Answer with the exact lines of the following material from the one containing "Target: wooden post in ground" through the one containing "Objective: for every instance of the white", both end lines included.

▶ [Dataset extract]
<<<<

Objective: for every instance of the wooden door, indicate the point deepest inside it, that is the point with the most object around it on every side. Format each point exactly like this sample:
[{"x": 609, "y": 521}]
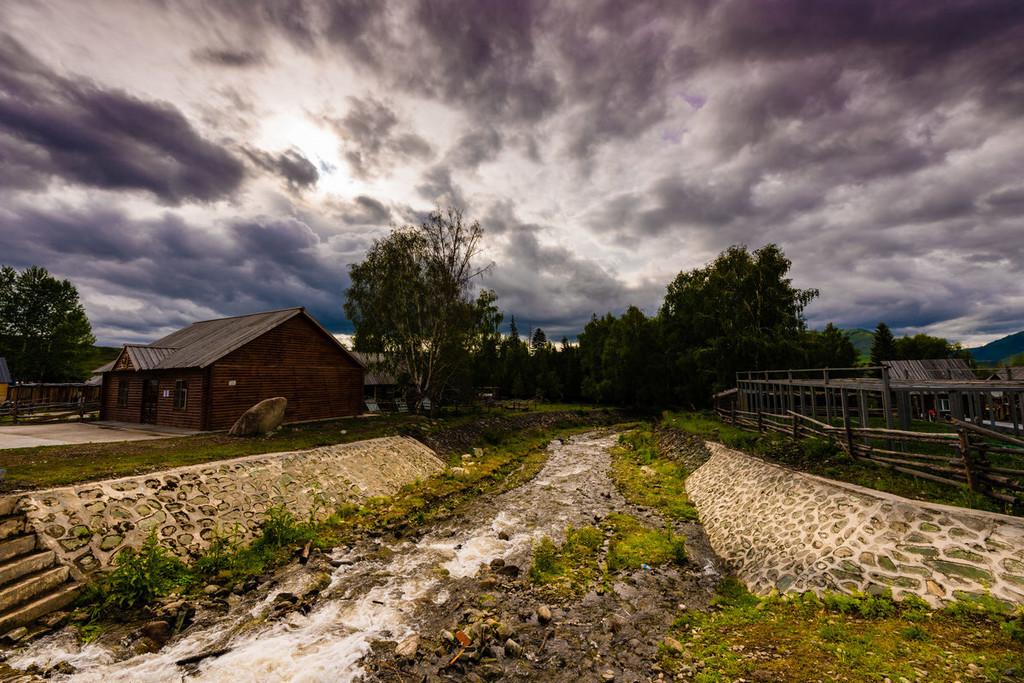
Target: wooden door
[{"x": 151, "y": 394}]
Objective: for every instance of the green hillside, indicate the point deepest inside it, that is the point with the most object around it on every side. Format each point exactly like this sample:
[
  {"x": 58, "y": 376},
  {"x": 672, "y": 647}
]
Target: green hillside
[
  {"x": 862, "y": 340},
  {"x": 1000, "y": 349}
]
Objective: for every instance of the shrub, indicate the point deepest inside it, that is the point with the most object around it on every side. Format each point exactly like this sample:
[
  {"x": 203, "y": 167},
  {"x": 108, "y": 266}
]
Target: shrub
[{"x": 141, "y": 575}]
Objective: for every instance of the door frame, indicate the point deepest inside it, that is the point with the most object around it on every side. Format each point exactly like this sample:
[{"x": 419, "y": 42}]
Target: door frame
[{"x": 146, "y": 383}]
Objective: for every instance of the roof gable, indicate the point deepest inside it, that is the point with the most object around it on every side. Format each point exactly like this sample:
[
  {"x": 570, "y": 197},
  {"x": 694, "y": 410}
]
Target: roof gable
[{"x": 204, "y": 343}]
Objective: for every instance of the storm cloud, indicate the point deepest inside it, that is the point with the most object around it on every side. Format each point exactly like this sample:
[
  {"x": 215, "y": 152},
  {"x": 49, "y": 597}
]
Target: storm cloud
[
  {"x": 73, "y": 129},
  {"x": 603, "y": 145}
]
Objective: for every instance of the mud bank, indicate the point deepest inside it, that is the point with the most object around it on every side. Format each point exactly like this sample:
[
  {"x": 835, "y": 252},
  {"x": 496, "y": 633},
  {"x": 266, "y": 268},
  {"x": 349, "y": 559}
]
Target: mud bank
[{"x": 383, "y": 592}]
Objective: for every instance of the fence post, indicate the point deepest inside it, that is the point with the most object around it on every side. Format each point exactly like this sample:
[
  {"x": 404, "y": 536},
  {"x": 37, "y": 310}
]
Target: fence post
[
  {"x": 846, "y": 423},
  {"x": 970, "y": 466},
  {"x": 824, "y": 377}
]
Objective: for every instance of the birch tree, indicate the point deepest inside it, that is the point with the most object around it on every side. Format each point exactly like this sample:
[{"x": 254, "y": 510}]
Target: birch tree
[{"x": 412, "y": 300}]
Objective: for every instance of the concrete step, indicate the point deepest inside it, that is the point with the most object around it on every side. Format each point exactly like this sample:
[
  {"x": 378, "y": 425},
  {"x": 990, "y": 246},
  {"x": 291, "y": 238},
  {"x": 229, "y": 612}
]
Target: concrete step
[
  {"x": 28, "y": 612},
  {"x": 22, "y": 566},
  {"x": 13, "y": 525},
  {"x": 29, "y": 588},
  {"x": 17, "y": 545}
]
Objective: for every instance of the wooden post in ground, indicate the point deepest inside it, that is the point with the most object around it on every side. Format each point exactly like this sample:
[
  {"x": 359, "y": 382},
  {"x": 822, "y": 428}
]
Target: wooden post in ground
[
  {"x": 846, "y": 423},
  {"x": 824, "y": 375},
  {"x": 886, "y": 398}
]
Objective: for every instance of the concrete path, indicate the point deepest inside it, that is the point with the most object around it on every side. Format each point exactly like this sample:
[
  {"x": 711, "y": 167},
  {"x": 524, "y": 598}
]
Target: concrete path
[{"x": 23, "y": 436}]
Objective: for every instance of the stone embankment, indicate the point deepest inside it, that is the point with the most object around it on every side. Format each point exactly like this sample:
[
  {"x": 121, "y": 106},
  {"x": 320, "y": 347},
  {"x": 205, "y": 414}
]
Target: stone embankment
[
  {"x": 782, "y": 529},
  {"x": 87, "y": 524}
]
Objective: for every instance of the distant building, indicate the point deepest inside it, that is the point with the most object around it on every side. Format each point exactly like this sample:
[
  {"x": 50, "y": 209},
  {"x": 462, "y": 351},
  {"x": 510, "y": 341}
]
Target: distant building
[
  {"x": 207, "y": 375},
  {"x": 930, "y": 369},
  {"x": 377, "y": 385},
  {"x": 5, "y": 379}
]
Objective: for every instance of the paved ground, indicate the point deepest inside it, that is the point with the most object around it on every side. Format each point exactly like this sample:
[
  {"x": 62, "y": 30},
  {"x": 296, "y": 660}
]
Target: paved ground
[{"x": 22, "y": 436}]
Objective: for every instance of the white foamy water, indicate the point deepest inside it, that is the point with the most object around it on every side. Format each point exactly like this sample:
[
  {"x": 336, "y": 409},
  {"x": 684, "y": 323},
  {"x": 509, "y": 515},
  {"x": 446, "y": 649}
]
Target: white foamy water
[{"x": 367, "y": 599}]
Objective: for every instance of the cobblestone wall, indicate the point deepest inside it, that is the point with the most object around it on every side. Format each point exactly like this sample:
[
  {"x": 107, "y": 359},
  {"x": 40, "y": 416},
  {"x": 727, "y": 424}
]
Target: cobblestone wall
[
  {"x": 787, "y": 530},
  {"x": 88, "y": 524}
]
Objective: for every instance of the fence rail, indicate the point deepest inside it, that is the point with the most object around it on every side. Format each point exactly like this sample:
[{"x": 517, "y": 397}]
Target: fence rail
[
  {"x": 985, "y": 461},
  {"x": 23, "y": 412}
]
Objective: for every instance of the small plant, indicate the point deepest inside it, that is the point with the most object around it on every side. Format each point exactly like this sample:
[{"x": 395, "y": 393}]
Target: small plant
[
  {"x": 140, "y": 575},
  {"x": 545, "y": 561},
  {"x": 915, "y": 633}
]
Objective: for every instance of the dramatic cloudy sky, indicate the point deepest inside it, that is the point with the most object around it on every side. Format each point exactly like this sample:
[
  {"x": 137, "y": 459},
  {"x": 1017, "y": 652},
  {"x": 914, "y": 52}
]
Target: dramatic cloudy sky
[{"x": 181, "y": 160}]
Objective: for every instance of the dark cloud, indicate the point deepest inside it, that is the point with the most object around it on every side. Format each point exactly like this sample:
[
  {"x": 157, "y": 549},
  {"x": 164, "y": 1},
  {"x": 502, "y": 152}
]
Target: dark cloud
[
  {"x": 373, "y": 139},
  {"x": 180, "y": 268},
  {"x": 223, "y": 56},
  {"x": 54, "y": 126},
  {"x": 438, "y": 188},
  {"x": 297, "y": 171},
  {"x": 475, "y": 147}
]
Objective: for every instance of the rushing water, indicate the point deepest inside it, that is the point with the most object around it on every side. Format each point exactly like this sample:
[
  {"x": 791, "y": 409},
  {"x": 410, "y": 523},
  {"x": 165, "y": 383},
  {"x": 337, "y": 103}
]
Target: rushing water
[{"x": 368, "y": 599}]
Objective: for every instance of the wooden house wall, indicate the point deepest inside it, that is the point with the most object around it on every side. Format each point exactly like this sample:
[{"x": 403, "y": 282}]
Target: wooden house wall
[
  {"x": 192, "y": 416},
  {"x": 295, "y": 360},
  {"x": 109, "y": 409}
]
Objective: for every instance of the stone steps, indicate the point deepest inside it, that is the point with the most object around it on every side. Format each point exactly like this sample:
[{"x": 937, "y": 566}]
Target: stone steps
[
  {"x": 30, "y": 611},
  {"x": 23, "y": 565},
  {"x": 33, "y": 583},
  {"x": 18, "y": 545},
  {"x": 29, "y": 588}
]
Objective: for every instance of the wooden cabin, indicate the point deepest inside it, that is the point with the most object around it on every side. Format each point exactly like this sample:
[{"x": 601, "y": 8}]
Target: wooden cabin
[{"x": 205, "y": 376}]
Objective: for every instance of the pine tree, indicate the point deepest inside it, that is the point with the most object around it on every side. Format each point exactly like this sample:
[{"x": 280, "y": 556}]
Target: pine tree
[{"x": 884, "y": 347}]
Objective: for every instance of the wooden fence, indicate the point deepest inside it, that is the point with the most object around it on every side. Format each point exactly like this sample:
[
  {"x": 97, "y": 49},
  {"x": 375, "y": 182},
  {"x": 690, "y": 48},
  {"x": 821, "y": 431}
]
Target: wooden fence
[
  {"x": 985, "y": 461},
  {"x": 27, "y": 412}
]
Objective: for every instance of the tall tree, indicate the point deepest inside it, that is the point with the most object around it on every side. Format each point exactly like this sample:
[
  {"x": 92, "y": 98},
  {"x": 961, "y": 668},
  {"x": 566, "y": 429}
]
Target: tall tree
[
  {"x": 829, "y": 348},
  {"x": 44, "y": 332},
  {"x": 884, "y": 346},
  {"x": 739, "y": 312},
  {"x": 412, "y": 300}
]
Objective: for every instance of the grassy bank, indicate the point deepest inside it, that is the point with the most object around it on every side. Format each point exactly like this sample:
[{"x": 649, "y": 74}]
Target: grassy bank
[
  {"x": 43, "y": 467},
  {"x": 844, "y": 638},
  {"x": 818, "y": 457},
  {"x": 807, "y": 638}
]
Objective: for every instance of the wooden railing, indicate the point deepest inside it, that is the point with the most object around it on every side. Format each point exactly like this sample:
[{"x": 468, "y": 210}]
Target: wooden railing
[
  {"x": 985, "y": 461},
  {"x": 23, "y": 412}
]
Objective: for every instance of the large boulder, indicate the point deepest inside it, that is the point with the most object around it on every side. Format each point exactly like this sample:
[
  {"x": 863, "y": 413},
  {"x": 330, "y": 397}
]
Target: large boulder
[{"x": 262, "y": 418}]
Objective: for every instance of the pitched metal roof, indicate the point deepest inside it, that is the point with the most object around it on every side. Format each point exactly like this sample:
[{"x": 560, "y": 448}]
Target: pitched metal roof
[
  {"x": 930, "y": 369},
  {"x": 1008, "y": 374},
  {"x": 207, "y": 341},
  {"x": 147, "y": 357}
]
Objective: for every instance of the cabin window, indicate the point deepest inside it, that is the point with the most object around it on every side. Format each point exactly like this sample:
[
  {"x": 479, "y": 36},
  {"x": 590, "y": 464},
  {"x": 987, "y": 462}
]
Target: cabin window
[{"x": 180, "y": 394}]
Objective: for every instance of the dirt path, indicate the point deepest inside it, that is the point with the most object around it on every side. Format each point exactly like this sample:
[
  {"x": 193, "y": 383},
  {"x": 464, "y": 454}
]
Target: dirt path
[{"x": 385, "y": 593}]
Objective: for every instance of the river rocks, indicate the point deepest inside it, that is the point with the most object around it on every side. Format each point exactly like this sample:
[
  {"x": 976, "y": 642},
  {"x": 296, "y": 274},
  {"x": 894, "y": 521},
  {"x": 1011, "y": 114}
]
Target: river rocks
[
  {"x": 408, "y": 647},
  {"x": 188, "y": 507},
  {"x": 788, "y": 531},
  {"x": 262, "y": 418},
  {"x": 158, "y": 631}
]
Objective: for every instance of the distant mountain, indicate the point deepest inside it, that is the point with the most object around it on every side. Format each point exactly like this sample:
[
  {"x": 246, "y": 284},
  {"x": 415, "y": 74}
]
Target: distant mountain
[
  {"x": 1000, "y": 349},
  {"x": 862, "y": 340}
]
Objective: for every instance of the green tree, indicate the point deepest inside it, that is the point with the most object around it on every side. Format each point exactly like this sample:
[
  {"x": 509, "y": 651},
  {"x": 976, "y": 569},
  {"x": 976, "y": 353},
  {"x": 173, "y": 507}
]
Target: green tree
[
  {"x": 829, "y": 348},
  {"x": 44, "y": 332},
  {"x": 412, "y": 300},
  {"x": 739, "y": 312},
  {"x": 884, "y": 346}
]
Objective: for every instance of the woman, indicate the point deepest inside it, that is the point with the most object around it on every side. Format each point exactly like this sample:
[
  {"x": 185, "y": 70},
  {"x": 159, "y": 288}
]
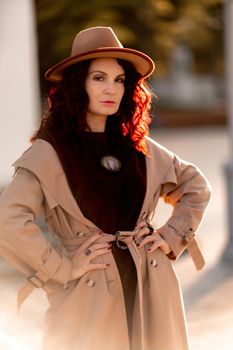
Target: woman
[{"x": 97, "y": 179}]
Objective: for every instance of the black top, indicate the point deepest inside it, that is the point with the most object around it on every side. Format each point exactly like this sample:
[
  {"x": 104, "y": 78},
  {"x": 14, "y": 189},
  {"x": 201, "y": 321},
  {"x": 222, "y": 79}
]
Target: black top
[{"x": 112, "y": 200}]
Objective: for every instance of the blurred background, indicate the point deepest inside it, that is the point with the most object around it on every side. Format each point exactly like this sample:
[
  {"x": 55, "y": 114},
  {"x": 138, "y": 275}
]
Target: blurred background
[{"x": 192, "y": 113}]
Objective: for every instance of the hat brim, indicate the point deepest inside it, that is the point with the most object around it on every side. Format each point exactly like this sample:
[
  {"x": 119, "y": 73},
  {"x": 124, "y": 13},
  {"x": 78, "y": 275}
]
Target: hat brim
[{"x": 143, "y": 63}]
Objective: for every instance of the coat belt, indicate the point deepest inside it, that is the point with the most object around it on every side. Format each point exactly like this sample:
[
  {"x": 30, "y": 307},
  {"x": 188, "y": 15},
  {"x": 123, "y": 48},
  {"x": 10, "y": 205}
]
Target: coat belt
[{"x": 123, "y": 239}]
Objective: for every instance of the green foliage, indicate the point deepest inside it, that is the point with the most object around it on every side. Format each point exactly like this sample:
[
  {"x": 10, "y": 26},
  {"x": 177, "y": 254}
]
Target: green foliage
[{"x": 153, "y": 26}]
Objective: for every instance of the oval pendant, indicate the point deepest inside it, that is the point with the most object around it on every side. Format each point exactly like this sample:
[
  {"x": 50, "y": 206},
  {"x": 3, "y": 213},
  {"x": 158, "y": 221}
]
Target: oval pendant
[{"x": 111, "y": 163}]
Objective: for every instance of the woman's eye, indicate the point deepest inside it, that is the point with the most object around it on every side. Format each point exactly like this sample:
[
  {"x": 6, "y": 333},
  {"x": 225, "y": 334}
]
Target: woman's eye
[
  {"x": 120, "y": 80},
  {"x": 98, "y": 77}
]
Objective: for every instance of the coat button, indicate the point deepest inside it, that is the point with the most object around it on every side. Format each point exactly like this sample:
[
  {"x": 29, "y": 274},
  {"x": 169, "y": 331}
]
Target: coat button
[
  {"x": 153, "y": 263},
  {"x": 90, "y": 283},
  {"x": 81, "y": 234}
]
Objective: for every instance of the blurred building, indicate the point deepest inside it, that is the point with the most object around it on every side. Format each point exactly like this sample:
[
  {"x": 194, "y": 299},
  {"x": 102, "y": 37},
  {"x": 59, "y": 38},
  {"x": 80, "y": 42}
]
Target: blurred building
[
  {"x": 19, "y": 98},
  {"x": 185, "y": 98}
]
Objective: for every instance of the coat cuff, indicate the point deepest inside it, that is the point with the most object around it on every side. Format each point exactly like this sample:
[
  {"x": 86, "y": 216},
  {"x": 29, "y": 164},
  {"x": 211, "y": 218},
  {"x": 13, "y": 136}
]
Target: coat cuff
[
  {"x": 177, "y": 235},
  {"x": 57, "y": 267}
]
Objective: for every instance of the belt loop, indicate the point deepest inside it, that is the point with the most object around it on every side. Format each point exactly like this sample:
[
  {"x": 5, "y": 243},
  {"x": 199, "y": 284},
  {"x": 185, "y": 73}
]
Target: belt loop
[{"x": 119, "y": 245}]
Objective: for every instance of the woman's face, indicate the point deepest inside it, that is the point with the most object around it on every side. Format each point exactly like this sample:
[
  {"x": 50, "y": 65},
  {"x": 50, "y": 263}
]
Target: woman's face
[{"x": 105, "y": 87}]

>>>>

▶ [Result for this task]
Target: wooden post in ground
[
  {"x": 846, "y": 423},
  {"x": 824, "y": 375},
  {"x": 886, "y": 398}
]
Objective: for every instance of the concrete path, indicate the point deepest inside it, that is the point with the most object around it on every side. Format each point exactly like this sample:
[
  {"x": 711, "y": 167},
  {"x": 524, "y": 598}
]
Target: concrete path
[{"x": 23, "y": 436}]
Objective: for every instance of the stone embankment, indicate the point deepest inside it, that is the point with the most object around it on every side. Format each point exactly like this sample:
[
  {"x": 121, "y": 106},
  {"x": 320, "y": 347},
  {"x": 205, "y": 414}
]
Target: stone embankment
[
  {"x": 782, "y": 529},
  {"x": 87, "y": 524}
]
Objective: for every instance of the distant building, indicate the point deepest inside it, that is the point with the most object around it on every side. Format each point exactly like this sample:
[
  {"x": 50, "y": 209},
  {"x": 462, "y": 351},
  {"x": 510, "y": 341}
]
Target: distant building
[
  {"x": 207, "y": 375},
  {"x": 930, "y": 369},
  {"x": 377, "y": 385},
  {"x": 5, "y": 379}
]
Objective: for every instance of the paved ground, indicate the point deepest inside it, that is the point with the most object around it on every side. Format each point exactly like this sample:
[
  {"x": 62, "y": 30},
  {"x": 296, "y": 660}
]
Target: paved ground
[{"x": 22, "y": 436}]
Objective: for every instance of the white foamy water, indicate the point deepest inside it, that is the point with the most object around it on every side. Format each point exactly like this sample:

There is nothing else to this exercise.